EL DESTINO

 

           Una de las claves más importantes dentro de la cosmovisión (‘aqîda) de los musulmanes es el Destino (al-Qadâ wa l-Qádar) como trasfondo de la existencia y entramado de la vida. Todo ha sido predeterminado, nada ocurre si no es sabido y hecho por Allah. Sin embargo, a la vez, el hombre elige libremente, es soberano (jalîfa), y por tanto es responsable de sus acciones. Esta aparente contradicción ha suscitado grandes debates dentro del Islam, y el Corán parece como si a veces afirmara la existencia del Destino y otras se pronunciase a favor del libre albedrío (al-ijtiyâr, la libre elección). También la Sunna va de un extremo a otro. Estas vacilaciones han proporcionado argumentos a favor o en contra del Destino. Se llama qadaríes a los que rechazan la existencia del Destino, y ÿabríes a los fatalistas. La postura de los Ahl as-Sunna, la inmensa mayoría de los musulmanes, consiste, como hemos dicho, en la afirmación simultánea del Destino y el libre albedrío.

 

         A la hora de explicar en qué consiste el Islam es muy importante insistir en el significado del Destino, porque es una gran clave para interpretar la existencia. Es importante porque sirve para desmantelar el mundo de ídolos que el Islam combate. Hay una gran resistencia a entender lo que es el Destino porque implica otra forma de situarse en el mundo. No es elucubración. La íntima comprensión del alcance de este  tema es radicalmente conmocionadora, y por ello opera una trasformación en el ánimo, imprescindible para sondear lo que significa que Allah es Uno y que todo lo demás es circunstancial y secundario.

 

         Un cúmulo de tópicos y trabas impide a los occidentales una comprensión sana de lo que implica el Destino. De entrada, diremos que no conduce en absoluto al fatalismo (más bien, como veremos, sucede todo lo contrario) ni implica que el Determinante de la Realidad sea arbitrario o injusto.

▸ Entradas proporcionadas
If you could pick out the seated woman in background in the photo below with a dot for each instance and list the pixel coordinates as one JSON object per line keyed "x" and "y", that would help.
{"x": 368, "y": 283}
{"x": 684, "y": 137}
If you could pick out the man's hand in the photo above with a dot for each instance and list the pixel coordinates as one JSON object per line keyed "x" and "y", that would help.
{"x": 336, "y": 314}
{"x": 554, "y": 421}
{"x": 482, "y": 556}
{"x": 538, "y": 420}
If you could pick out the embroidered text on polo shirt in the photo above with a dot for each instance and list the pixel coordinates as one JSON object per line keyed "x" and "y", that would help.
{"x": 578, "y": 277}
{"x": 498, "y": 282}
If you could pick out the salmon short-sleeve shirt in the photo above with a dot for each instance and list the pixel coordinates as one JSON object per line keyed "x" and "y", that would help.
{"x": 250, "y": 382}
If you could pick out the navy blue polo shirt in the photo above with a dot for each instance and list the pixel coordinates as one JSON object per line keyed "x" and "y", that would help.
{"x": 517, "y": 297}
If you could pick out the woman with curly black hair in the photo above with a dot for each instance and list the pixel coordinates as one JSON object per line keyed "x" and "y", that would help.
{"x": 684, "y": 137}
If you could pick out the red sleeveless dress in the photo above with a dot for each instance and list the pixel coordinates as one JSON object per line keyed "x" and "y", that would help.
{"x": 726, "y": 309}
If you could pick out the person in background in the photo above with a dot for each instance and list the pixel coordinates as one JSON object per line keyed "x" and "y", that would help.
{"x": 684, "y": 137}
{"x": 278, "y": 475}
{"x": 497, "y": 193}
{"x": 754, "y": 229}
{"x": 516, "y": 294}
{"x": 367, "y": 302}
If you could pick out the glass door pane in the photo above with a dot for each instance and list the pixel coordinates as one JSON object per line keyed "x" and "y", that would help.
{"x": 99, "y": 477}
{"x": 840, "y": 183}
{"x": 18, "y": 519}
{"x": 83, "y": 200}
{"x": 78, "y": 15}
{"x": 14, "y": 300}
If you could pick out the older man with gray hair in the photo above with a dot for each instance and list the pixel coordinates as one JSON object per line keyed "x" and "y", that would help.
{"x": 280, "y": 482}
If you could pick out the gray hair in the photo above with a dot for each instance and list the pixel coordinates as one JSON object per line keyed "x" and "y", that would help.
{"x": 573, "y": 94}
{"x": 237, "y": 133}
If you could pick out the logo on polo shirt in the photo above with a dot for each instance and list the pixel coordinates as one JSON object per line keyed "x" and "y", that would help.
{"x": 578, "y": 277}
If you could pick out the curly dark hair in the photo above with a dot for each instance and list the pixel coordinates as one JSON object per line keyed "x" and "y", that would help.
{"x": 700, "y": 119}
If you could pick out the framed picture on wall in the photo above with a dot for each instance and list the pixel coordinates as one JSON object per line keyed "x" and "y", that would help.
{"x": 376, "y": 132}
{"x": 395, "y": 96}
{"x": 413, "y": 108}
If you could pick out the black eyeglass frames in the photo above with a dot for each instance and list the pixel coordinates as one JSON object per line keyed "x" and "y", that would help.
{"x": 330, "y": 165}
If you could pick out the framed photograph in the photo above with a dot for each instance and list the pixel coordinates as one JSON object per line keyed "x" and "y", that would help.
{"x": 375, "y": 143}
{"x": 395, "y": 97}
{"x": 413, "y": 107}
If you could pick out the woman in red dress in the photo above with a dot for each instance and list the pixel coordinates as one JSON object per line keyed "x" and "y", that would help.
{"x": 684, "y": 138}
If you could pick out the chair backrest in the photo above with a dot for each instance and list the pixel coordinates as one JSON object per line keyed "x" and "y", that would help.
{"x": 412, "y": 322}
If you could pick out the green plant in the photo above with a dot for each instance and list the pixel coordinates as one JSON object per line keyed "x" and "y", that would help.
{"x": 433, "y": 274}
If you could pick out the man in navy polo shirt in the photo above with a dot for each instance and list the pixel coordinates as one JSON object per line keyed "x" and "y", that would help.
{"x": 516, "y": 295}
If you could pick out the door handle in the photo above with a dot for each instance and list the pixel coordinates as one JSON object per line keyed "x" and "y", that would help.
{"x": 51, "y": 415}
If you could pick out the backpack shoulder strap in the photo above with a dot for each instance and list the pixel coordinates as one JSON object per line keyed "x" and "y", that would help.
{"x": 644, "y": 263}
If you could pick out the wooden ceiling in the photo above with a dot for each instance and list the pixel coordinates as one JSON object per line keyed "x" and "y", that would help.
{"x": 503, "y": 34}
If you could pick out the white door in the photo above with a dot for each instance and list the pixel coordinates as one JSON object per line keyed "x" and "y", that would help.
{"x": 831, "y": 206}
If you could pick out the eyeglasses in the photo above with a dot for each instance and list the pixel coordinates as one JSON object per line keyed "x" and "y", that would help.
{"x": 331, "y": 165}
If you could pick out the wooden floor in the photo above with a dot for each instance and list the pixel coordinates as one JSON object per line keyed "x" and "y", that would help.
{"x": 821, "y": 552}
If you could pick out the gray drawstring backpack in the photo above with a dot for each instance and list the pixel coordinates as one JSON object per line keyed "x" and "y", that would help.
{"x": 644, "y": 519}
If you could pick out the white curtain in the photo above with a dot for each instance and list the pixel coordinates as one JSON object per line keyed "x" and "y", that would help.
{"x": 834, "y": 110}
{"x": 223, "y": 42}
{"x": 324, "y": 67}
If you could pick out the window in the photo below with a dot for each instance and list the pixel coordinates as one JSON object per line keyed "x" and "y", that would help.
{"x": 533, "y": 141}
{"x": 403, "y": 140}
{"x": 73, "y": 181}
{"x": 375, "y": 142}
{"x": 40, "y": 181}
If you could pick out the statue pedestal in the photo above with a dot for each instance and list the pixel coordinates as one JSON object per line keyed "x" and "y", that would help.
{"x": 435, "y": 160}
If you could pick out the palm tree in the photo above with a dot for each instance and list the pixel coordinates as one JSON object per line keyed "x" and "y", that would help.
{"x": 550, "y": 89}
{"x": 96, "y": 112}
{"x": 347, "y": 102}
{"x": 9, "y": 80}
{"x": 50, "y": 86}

▸ Objetivo 1
¿Puedes convertir a un CSV de dos columnas, "texto" y "respuesta", solo las entradas que van desde la línea que contiene "If you could pick out the statue" hasta el final de las entradas? Usa una fila por entrada, con cada valor en un solo campo entre comillas y los saltos de línea reemplazados por espacios.
▸ Objetivo 2
¿Puedes continuar la fuente sobre el Destino en el islam a partir de su última oración?

▸ Respuesta 1
texto,respuesta
"If you could pick out the statue pedestal in the photo above with a dot for each instance and list the pixel coordinates as one JSON object per line keyed ""x"" and ""y"", that would help.","{""x"": 435, ""y"": 160}"
"If you could pick out the palm tree in the photo above with a dot for each instance and list the pixel coordinates as one JSON object per line keyed ""x"" and ""y"", that would help.","{""x"": 550, ""y"": 89} {""x"": 96, ""y"": 112} {""x"": 347, ""y"": 102} {""x"": 9, ""y"": 80} {""x"": 50, ""y"": 86}"

▸ Respuesta 2
 

         Para entender a qué se refieren los musulmanes cuando hablan del Destino, primero hay que saber a quién se refieren cuando hablan de Allah, el Señor de los Mundos. Allah no es Dios ni es un dios. Un dios es un ser poderoso, más que cualquier ser humano, y el Dios de los monoteístas no es más que la sublimación de un dios entre los dioses, pero sin huir del dualismo camuflado entre los pliegues del concepto ‘dios’. El Tawhîd, el Sentido de la Unidad dentro del Islam, va mucho más allá de todo lo relacionado con los dioses. Esto es difícil de comprender para quien no supera las simples apariencias. Identificar de entrada a Allah con Dios es negarse a la posibilidad de comprender su verdadero sentido entre los musulmanes. Allah no es un ser a parte, poderoso, misterioso e invisible (y por tanto refutable). Para los musulmanes Allah es la Verdad que articula todo lo real, es el misterio o la profundidad de todo lo que hay. El mundo constantemente nos habla de Él, nos dice que es Poderoso, Creador, Sabio, etc. Su trascendencia no es invisibilidad sino grandeza y majestad porque no es abarcado por nada. Por ello, entre los musulmanes no hay ateos (salvo por contagio cultural y de modo muy artificial).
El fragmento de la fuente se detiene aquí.